— Source records —
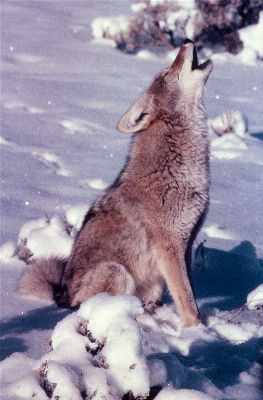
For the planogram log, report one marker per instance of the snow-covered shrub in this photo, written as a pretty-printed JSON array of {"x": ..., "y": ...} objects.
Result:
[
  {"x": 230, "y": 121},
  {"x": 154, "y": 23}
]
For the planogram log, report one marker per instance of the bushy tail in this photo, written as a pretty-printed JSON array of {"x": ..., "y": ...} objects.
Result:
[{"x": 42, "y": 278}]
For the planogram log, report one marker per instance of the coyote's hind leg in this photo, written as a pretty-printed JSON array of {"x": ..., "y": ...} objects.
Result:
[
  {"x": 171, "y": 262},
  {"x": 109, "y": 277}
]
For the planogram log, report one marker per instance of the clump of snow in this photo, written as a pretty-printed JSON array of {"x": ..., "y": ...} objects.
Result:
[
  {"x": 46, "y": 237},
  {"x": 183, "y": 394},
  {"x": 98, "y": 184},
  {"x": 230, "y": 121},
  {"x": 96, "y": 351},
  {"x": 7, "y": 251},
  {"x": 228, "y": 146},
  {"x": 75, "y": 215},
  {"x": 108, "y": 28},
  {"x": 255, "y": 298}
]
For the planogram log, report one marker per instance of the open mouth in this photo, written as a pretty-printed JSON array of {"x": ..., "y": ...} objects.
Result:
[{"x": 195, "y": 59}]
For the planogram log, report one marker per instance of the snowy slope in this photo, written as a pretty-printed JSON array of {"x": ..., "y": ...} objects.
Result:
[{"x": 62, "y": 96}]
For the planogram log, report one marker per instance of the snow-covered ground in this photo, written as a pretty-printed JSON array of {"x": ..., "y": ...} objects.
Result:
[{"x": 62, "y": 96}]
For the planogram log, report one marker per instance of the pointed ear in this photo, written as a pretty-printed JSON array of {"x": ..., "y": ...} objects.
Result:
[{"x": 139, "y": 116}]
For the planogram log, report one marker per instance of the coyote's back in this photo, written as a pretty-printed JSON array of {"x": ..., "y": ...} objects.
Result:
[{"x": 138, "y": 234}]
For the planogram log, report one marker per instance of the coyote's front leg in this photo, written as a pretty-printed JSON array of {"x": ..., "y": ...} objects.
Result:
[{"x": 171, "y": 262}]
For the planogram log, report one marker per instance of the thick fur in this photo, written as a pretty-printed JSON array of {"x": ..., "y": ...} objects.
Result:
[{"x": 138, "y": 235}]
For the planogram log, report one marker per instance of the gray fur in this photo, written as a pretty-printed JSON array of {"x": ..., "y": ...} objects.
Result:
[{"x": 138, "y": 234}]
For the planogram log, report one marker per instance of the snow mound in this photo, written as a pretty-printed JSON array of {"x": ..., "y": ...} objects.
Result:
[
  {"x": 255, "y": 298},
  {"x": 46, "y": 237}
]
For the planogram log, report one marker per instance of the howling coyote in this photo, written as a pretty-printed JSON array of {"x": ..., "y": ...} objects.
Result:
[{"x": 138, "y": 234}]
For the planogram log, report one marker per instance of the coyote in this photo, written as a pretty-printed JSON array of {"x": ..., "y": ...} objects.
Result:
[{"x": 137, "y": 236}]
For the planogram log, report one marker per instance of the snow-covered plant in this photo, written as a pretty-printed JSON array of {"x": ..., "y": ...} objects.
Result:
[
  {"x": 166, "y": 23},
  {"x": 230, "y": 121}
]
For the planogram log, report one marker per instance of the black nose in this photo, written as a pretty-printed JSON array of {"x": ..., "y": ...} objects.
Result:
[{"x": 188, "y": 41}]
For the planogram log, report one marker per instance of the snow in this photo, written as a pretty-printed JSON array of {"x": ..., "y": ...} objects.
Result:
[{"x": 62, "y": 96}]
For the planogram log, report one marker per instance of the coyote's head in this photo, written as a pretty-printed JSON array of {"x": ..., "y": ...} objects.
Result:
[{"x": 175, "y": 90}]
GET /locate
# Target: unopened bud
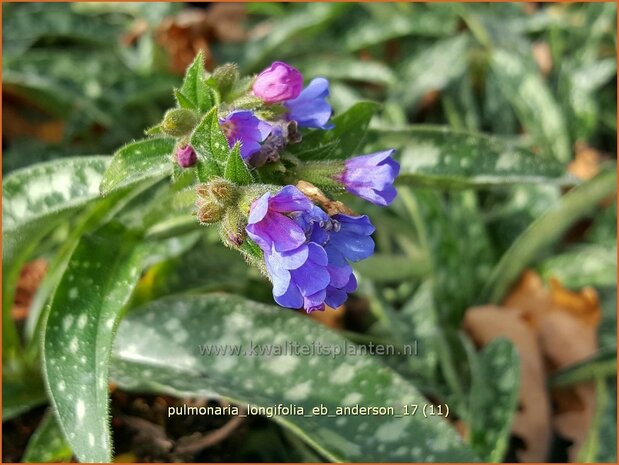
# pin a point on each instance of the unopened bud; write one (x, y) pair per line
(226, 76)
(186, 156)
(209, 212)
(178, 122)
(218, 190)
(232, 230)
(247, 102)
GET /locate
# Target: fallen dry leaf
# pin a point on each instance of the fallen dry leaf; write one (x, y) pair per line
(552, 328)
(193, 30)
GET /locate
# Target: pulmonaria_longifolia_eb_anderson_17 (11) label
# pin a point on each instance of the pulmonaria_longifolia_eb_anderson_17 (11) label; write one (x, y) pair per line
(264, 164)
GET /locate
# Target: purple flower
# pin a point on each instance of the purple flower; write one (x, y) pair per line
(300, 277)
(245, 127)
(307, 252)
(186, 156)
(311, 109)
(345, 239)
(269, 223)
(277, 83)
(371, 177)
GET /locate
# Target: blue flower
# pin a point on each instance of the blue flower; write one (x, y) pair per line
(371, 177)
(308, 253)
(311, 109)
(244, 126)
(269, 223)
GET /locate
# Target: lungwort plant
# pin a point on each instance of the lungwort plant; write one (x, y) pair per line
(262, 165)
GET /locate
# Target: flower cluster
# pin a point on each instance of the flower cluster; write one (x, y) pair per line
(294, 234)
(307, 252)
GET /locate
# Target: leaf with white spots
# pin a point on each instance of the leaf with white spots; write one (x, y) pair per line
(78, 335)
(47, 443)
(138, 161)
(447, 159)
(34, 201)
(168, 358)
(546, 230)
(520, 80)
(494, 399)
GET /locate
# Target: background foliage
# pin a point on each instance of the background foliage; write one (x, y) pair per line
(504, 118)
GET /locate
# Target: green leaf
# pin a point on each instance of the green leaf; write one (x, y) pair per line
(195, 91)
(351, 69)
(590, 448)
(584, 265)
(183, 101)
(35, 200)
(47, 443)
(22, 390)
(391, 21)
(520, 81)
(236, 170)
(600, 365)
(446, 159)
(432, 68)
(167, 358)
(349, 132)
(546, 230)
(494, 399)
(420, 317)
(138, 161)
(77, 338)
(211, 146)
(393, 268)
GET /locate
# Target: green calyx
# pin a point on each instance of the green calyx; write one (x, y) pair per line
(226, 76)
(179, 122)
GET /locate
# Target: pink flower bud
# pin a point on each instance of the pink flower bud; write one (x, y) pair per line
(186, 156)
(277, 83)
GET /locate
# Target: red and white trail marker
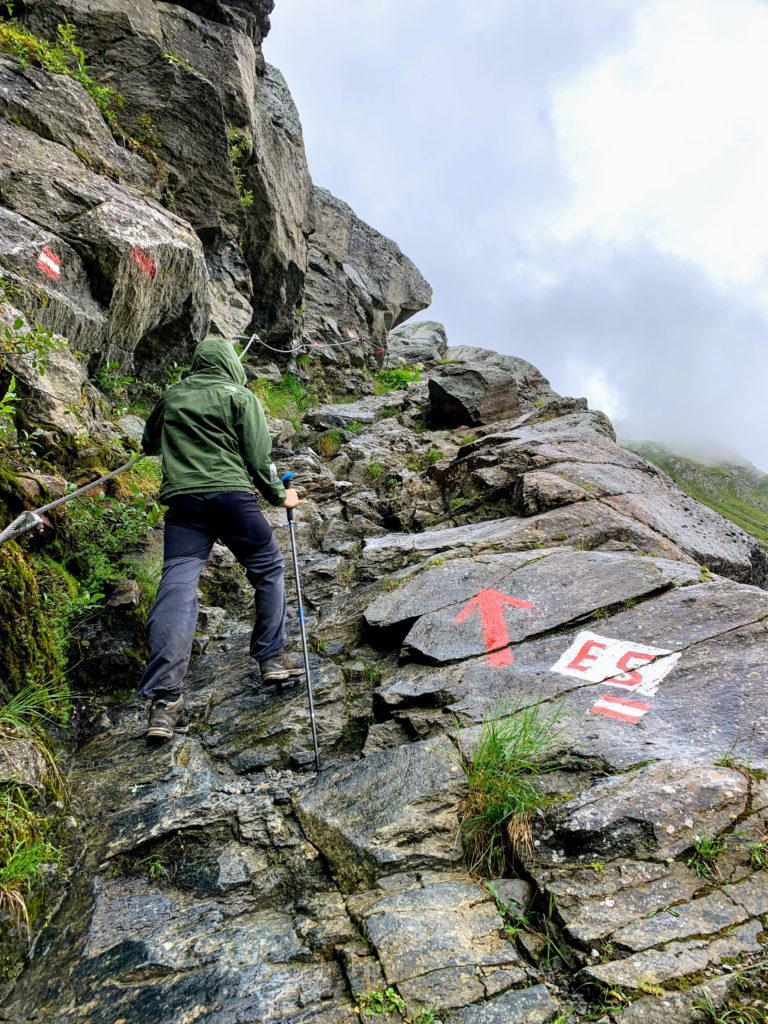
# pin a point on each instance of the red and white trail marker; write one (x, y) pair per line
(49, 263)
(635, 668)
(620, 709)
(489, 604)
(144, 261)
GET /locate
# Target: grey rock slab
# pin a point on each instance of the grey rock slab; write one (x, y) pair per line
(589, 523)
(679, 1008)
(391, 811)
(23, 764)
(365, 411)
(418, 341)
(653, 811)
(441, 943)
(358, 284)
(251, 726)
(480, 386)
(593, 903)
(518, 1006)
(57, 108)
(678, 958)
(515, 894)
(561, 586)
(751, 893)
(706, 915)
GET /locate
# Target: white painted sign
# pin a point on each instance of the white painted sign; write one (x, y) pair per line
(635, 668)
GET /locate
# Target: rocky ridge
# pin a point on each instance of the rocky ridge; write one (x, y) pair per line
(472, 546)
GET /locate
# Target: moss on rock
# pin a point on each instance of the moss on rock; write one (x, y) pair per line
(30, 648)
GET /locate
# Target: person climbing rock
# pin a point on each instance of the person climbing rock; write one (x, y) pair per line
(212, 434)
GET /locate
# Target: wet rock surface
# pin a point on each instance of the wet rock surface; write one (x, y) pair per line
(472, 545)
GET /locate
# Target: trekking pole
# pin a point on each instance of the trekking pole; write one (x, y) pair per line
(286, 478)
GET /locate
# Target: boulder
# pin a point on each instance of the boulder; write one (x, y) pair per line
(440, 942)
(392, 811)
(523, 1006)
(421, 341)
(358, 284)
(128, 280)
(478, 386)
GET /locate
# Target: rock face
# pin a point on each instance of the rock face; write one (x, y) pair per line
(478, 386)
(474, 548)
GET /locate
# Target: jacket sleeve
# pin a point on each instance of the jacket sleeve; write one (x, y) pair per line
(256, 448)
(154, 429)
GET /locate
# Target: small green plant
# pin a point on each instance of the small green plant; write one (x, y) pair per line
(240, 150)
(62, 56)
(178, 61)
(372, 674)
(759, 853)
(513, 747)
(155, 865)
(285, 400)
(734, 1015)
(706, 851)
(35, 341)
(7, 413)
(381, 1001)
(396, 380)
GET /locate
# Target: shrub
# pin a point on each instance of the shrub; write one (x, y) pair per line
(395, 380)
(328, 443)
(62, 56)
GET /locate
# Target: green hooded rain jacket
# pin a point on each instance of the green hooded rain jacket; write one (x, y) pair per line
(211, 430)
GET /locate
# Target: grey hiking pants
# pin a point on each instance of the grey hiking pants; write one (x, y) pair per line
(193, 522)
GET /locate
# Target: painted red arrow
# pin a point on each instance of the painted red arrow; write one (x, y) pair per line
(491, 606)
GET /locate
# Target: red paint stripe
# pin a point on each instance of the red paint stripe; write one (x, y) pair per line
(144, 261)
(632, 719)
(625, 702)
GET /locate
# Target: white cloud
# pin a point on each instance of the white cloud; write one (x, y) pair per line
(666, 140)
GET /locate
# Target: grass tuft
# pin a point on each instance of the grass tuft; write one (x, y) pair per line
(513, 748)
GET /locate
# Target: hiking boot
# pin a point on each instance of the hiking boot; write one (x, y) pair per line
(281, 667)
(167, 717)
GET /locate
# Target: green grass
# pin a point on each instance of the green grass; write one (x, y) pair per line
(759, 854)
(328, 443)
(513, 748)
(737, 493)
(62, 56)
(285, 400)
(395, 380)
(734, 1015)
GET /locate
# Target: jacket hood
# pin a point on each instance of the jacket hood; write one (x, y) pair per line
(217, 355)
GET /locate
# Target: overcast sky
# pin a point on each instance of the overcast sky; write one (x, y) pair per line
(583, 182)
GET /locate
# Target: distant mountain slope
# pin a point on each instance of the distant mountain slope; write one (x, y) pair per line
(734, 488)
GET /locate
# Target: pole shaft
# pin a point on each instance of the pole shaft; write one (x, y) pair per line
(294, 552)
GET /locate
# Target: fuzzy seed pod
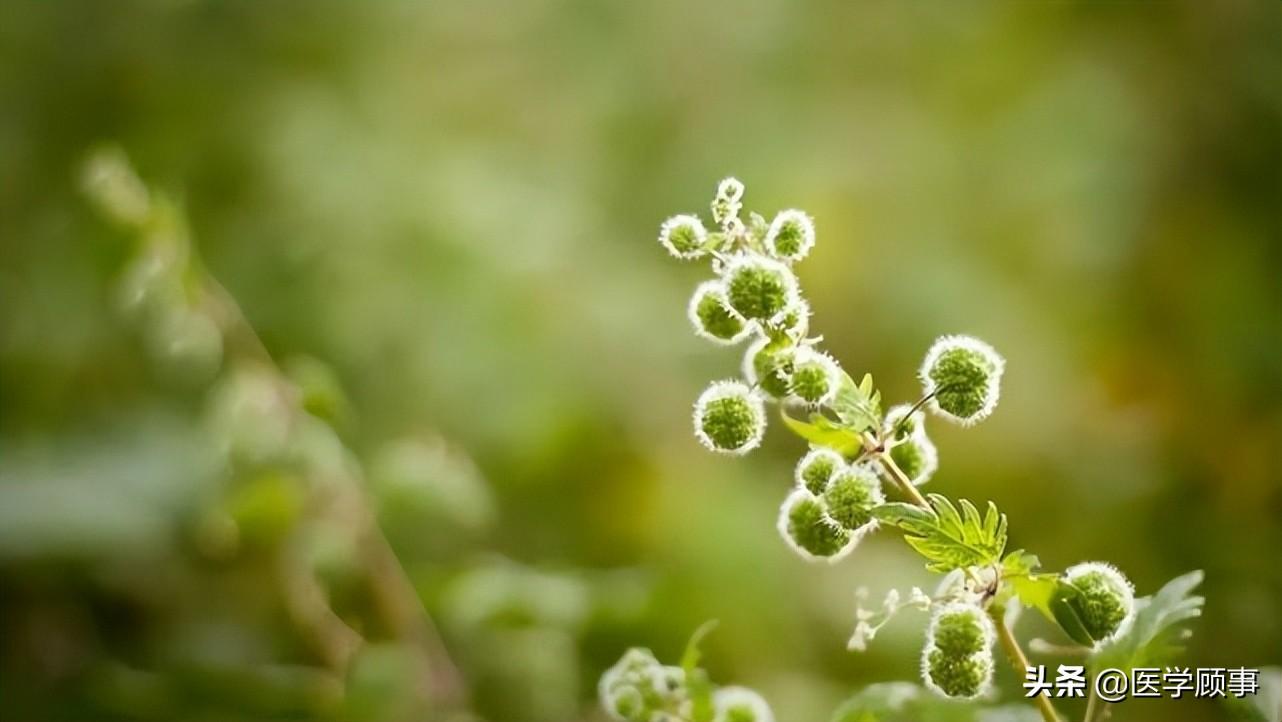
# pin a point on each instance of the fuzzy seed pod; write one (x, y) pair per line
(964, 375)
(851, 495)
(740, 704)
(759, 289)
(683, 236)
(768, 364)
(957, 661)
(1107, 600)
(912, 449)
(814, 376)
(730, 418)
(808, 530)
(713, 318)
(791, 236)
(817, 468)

— What to work on —
Count the rows above that contain the word "hiking" and give only that number.

— Worked answer —
4